▸ **REQUIRED ACTION**: Every record below must come back exactly as written, with the images dropped.

● ● ● ● ● ● ●

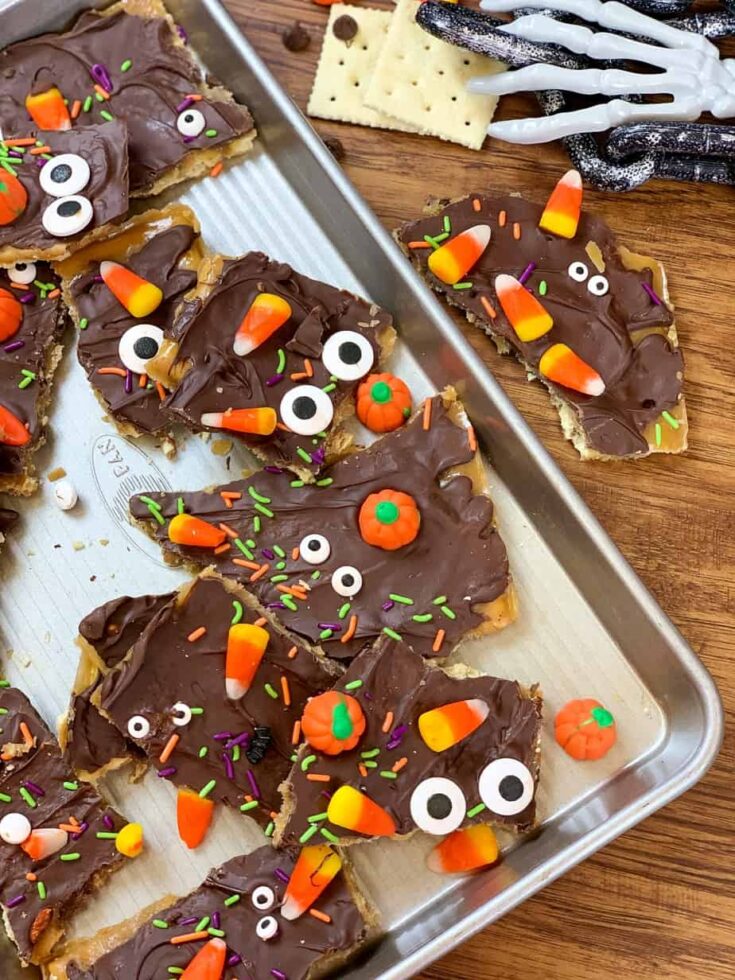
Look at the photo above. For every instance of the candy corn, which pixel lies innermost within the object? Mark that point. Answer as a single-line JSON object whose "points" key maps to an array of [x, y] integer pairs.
{"points": [[251, 421], [564, 207], [351, 809], [246, 645], [45, 842], [48, 110], [194, 532], [267, 314], [465, 850], [562, 366], [452, 262], [12, 430], [139, 297], [443, 727], [193, 816], [209, 962], [316, 867], [524, 312]]}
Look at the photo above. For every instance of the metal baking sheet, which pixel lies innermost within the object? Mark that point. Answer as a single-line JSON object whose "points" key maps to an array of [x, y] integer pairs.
{"points": [[587, 623]]}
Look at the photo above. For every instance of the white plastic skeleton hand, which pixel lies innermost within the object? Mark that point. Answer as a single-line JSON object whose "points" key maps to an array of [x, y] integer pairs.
{"points": [[692, 73]]}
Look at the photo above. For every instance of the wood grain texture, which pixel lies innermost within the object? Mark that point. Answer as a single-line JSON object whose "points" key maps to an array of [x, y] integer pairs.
{"points": [[660, 902]]}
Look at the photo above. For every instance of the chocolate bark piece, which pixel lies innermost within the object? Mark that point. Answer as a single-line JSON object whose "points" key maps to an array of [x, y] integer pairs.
{"points": [[179, 123], [391, 762], [172, 682], [78, 193], [38, 784], [300, 552], [306, 392], [32, 321], [609, 305], [164, 248], [304, 948]]}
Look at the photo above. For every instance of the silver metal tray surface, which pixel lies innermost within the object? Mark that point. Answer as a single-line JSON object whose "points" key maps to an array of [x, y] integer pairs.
{"points": [[587, 627]]}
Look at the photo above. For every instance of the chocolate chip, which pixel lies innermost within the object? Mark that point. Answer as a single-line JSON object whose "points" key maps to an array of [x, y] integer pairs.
{"points": [[345, 28], [296, 38]]}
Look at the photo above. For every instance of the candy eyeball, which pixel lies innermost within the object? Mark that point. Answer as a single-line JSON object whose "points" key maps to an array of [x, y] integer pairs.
{"points": [[506, 787], [139, 727], [348, 355], [64, 175], [263, 898], [139, 345], [67, 216], [306, 410], [347, 581], [23, 273], [578, 271], [315, 549], [191, 122], [438, 806]]}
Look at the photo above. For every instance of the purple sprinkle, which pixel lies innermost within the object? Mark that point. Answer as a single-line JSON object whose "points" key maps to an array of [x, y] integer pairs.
{"points": [[652, 294], [253, 784]]}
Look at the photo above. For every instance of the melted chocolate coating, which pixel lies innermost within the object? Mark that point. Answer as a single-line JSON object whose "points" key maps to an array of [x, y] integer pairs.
{"points": [[105, 149], [41, 328], [296, 949], [396, 679], [160, 262], [457, 553], [165, 668], [219, 379], [66, 882], [643, 377], [145, 98]]}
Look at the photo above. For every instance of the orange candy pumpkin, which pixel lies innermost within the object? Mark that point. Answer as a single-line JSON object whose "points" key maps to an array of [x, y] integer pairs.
{"points": [[389, 520], [333, 722], [11, 315], [383, 402], [585, 730], [13, 198]]}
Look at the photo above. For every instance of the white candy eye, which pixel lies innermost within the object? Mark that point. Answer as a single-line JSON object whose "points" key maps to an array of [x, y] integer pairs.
{"points": [[438, 806], [23, 273], [181, 714], [306, 410], [578, 271], [346, 581], [15, 828], [263, 898], [598, 285], [67, 216], [506, 787], [315, 549], [139, 727], [348, 355], [267, 928], [64, 175], [191, 122], [138, 345]]}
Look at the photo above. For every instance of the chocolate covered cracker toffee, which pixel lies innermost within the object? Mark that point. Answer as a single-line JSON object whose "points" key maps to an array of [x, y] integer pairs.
{"points": [[584, 315], [126, 63], [401, 745], [390, 540]]}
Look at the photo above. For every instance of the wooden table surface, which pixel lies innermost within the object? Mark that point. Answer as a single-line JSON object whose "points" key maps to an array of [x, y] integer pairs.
{"points": [[659, 902]]}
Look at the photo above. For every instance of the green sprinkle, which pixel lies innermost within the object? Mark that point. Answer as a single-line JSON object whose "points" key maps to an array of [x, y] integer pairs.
{"points": [[204, 793]]}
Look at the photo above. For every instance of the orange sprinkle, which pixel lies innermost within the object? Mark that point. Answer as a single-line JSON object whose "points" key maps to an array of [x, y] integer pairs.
{"points": [[286, 691], [169, 748], [438, 640], [190, 937], [350, 630]]}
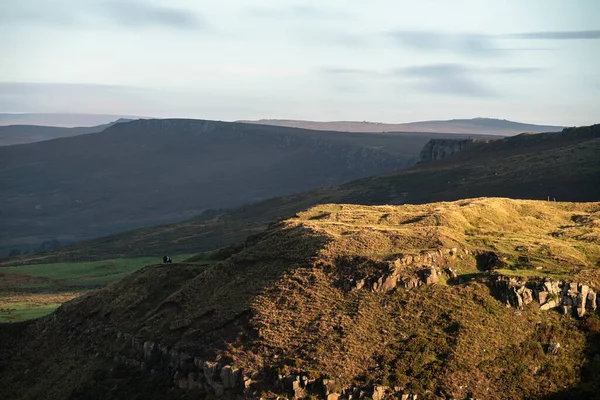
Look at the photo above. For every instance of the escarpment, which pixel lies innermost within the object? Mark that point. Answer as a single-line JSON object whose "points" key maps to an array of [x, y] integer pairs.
{"points": [[346, 302]]}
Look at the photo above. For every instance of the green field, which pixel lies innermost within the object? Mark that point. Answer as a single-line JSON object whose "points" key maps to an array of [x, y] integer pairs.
{"points": [[32, 291]]}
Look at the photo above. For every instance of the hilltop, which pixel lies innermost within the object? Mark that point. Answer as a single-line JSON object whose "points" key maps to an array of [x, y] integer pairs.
{"points": [[384, 300], [488, 126], [63, 120], [148, 172], [21, 134], [562, 166]]}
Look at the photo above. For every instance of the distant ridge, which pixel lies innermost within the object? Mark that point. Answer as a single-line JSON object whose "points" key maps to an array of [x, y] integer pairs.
{"points": [[488, 126], [23, 134], [65, 120]]}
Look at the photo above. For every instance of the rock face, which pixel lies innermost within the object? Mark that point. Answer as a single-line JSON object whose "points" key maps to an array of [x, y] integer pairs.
{"points": [[573, 298], [436, 149]]}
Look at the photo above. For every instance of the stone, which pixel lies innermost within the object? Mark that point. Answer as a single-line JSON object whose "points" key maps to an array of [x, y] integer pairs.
{"points": [[451, 273], [360, 284], [378, 393], [210, 371], [218, 389], [227, 377], [410, 283], [174, 358], [429, 276], [550, 304], [553, 348], [148, 349], [580, 304], [590, 303], [389, 283]]}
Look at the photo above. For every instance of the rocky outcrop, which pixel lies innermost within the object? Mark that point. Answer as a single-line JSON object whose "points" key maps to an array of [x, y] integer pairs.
{"points": [[408, 271], [571, 298], [218, 380], [436, 149]]}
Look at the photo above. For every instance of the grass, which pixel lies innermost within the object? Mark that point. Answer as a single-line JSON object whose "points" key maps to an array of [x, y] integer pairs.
{"points": [[523, 167], [283, 304], [32, 291]]}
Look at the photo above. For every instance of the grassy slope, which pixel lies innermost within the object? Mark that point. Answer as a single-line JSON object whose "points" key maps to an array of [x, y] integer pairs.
{"points": [[564, 166], [279, 305], [31, 291], [149, 172]]}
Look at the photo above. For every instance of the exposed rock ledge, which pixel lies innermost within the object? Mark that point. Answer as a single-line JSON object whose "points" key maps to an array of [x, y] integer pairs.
{"points": [[571, 297]]}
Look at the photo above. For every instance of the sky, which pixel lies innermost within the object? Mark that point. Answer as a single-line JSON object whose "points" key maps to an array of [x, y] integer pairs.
{"points": [[532, 61]]}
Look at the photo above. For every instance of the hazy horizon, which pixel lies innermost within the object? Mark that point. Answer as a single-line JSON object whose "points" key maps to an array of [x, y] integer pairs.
{"points": [[388, 61]]}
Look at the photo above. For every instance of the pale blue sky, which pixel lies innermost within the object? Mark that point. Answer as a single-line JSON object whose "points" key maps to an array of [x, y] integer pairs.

● ● ● ● ● ● ●

▸ **RESPONSE TO THE EXERCISE**:
Look at the photo above. For every instance of the candy corn, which pixel lies innermost within the object? Mark that point. Answer as a single-line JSON object whose "points" key maps to an array of [x, y] integer pairs.
{"points": [[251, 421], [564, 207], [351, 809], [246, 645], [45, 842], [48, 110], [194, 532], [267, 314], [465, 850], [562, 366], [452, 262], [12, 430], [139, 297], [443, 727], [193, 816], [209, 962], [316, 867], [524, 312]]}
Look at the photo above. For every instance of the metal baking sheet, which pixel lies innermost within the object? Mark that point. Answer as a single-line JSON object whose "points" key maps to an array of [x, y] integer pairs.
{"points": [[587, 623]]}
Look at the photo above. For every instance of the white plastic skeleton hand, which pixel lies innermost within the object? Mark that point. Answer as a single-line JSON object whose "points" key maps to an array of [x, y] integer pairs.
{"points": [[692, 73]]}
Look at the photo above. For every instance of the wood grain texture, which pixel lies innermost within the object? Mark that point. Answer as a single-line JSON object whose "points" key maps to an array of [x, y] integer pairs.
{"points": [[660, 902]]}
Look at the photo above. For every instance of the chocolate bark piece, which pixel lies innermost within the object? Mark that point. Answer as a single-line JSON object whose "points" key maps to an array of [x, y] integer pairs.
{"points": [[179, 123], [391, 762], [172, 682], [78, 193], [38, 784], [300, 552], [306, 392], [32, 321], [609, 305], [164, 248], [304, 948]]}
Look at the photo above. For every instance of the silver metal tray surface, which pixel lies innermost within the object? Mark that point. Answer as a single-line JSON object whose "points" key maps to an array of [x, y] integer pairs.
{"points": [[587, 627]]}
Look at the photo above. For every instance of the chocolate chip, which pixel lies innermost within the object? Mark that point. Answer as a single-line JSON object whose "points" key maps to an array of [x, y] integer pairs.
{"points": [[345, 28], [296, 38]]}
Look at the photo above. For every instance of the candy eyeball, which pixel lies innermost within the object? Mark that point. Answer as a single-line JSON object whose "points" key maps to an array of [x, y] integer pairs.
{"points": [[506, 787], [139, 727], [348, 355], [64, 175], [263, 898], [139, 345], [67, 216], [306, 410], [347, 581], [23, 273], [578, 271], [315, 549], [191, 122], [438, 806]]}
Look at the photo above. For every instance of the purple sprinkle, which pixel lies innermost within the object? Mark that point. Answer as a single-line JSON object whose "points" key maps to an array of [x, y] integer pairs.
{"points": [[652, 294], [253, 784]]}
Look at the photo above. For every instance of the melted chocolate coating, which pixel lies innermost within the object? Mark that point. Answer as a single-line JSON object whose "points" key maps to an array of [x, y] integer pairs.
{"points": [[105, 149], [41, 328], [296, 949], [396, 679], [160, 262], [457, 553], [165, 668], [219, 379], [66, 882], [643, 377], [145, 98]]}
Look at the photo above. For every instance of the orange candy pumpkin, which pixel lies innermost within the object? Mark that point. Answer as a single-line JSON object whose "points" key maps to an array of [x, y] integer pairs.
{"points": [[389, 520], [333, 722], [11, 315], [383, 402], [585, 730], [13, 198]]}
Look at the photo above. For every instance of the white candy eye, which pixel lies innermost within the object? Mark that point. Answer as a single-line JSON object whose "points" key maps to an array of [x, y] integer pairs.
{"points": [[438, 806], [23, 273], [181, 714], [306, 410], [578, 271], [346, 581], [15, 828], [263, 898], [598, 285], [67, 216], [506, 787], [315, 549], [139, 727], [348, 355], [267, 928], [64, 175], [191, 122], [138, 345]]}
Look at the photo above. For every instance of the chocolate covered cracker toffee, which pixel lies innermost within the object? Mark that point. Answer as a single-line JSON object whose "points" key maps to an array of [x, y] integer pairs.
{"points": [[584, 315], [126, 63], [401, 745], [390, 540]]}
Look at the photo above. For every instance of the wooden table surface, which pixel lies innermost within the object? Mark that point. Answer as a single-line JSON object whose "points" key maps to an array of [x, y] integer pairs.
{"points": [[659, 902]]}
Look at the photo above. For every instance of the green sprinkle, which pixel lies innermost within the object? Mark that point. Answer as a single-line JSON object whose "points" key maps to an array of [x, y] integer pairs.
{"points": [[204, 793]]}
Look at the photo above. For every instance of the orange sprinkle, which pixel lies innermost within the object? Mark that point. Answer as a single-line JSON object whose "points" key maps to an array of [x, y] integer pairs.
{"points": [[286, 691], [169, 748], [438, 640], [190, 937], [350, 630]]}
Look at the photo above. For every instance of the escarpment, which pixel lies innermost within the object? Mark that point. Answer as a single-line JSON object whose "points" key maps to an array of [x, y] integer pairs.
{"points": [[346, 302]]}
Look at the photo above. For every instance of the green field, which pixel lies innermost within the object? Mark that point. Answer as a single-line JSON object whose "points" key maps to an array of [x, y] integer pairs.
{"points": [[32, 291]]}
Look at the photo above. For every instance of the hilltop, which pixel lies innermost within the object? Mark that point. Answer as a single-line JSON object whose "points" key maps to an array of [x, y] integer pairs.
{"points": [[384, 300], [488, 126], [63, 120], [148, 172], [21, 134], [562, 166]]}
Look at the photo above. For every instance of the distant ridge, which pixel lies innermost within the object? Mark that point. Answer as a single-line JSON object whose "points" key maps to an array of [x, y] integer pairs.
{"points": [[488, 126], [23, 134], [65, 120]]}
Look at the photo above. For every instance of the rock face, which pixel lies innermost within the object? Mark that point. Answer as a single-line JSON object whose "points" key maps to an array of [x, y] integer pairs.
{"points": [[573, 298], [436, 149]]}
Look at the photo above. For every instance of the stone, which pixel lies innermost within the object? Mark that point. Answer as a single-line JSON object whose "points" key maps to an array of [x, y] integer pairs.
{"points": [[451, 273], [360, 284], [378, 393], [210, 371], [218, 389], [227, 377], [410, 283], [174, 358], [429, 276], [550, 304], [553, 348], [148, 349], [580, 304], [590, 303], [389, 283]]}
Look at the photo above. For every instance of the rocky outcrop, which pixel lies innermost within the object? Mark that point. Answer as a single-line JSON object whose "points" key maps to an array of [x, y] integer pairs.
{"points": [[408, 271], [571, 298], [218, 380], [436, 149]]}
Look at the photo above. For every instance of the grass, which pixel lies innermost within the object? Mark that point. Answer as a single-line JSON object whose "points" key maps to an array of [x, y] integer pairs.
{"points": [[523, 167], [283, 304], [32, 291]]}
Look at the photo above. For every instance of the grassy slope, which pixel lies innermost within the object? Mark that point. Answer as a single-line JSON object whose "points" key maps to an array of [x, y] integer pairs.
{"points": [[564, 166], [279, 305], [31, 291], [149, 172]]}
Look at the photo above. For every instance of the exposed rock ledge, which pixel lies innermost within the object? Mark that point. Answer as a single-line JSON object whose "points" key maps to an array of [x, y] integer pairs.
{"points": [[571, 297]]}
Look at the photo above. For every instance of the sky, which pixel lies innermost within the object? Mark that point. Answer as a single-line JSON object whose "points" key maps to an array of [x, y] integer pairs.
{"points": [[532, 61]]}
Look at the photo above. For every instance of the hazy horizon, which pixel lies innermost within the object? Mark that point. Answer as a single-line JSON object whose "points" key maps to an array of [x, y] integer pairs.
{"points": [[388, 61]]}
Look at the photo above. For every instance of the pale blue sky, which pixel lies innermost within the object? Mark that point. Answer as a single-line JSON object whose "points" key maps to an array of [x, y] integer pairs.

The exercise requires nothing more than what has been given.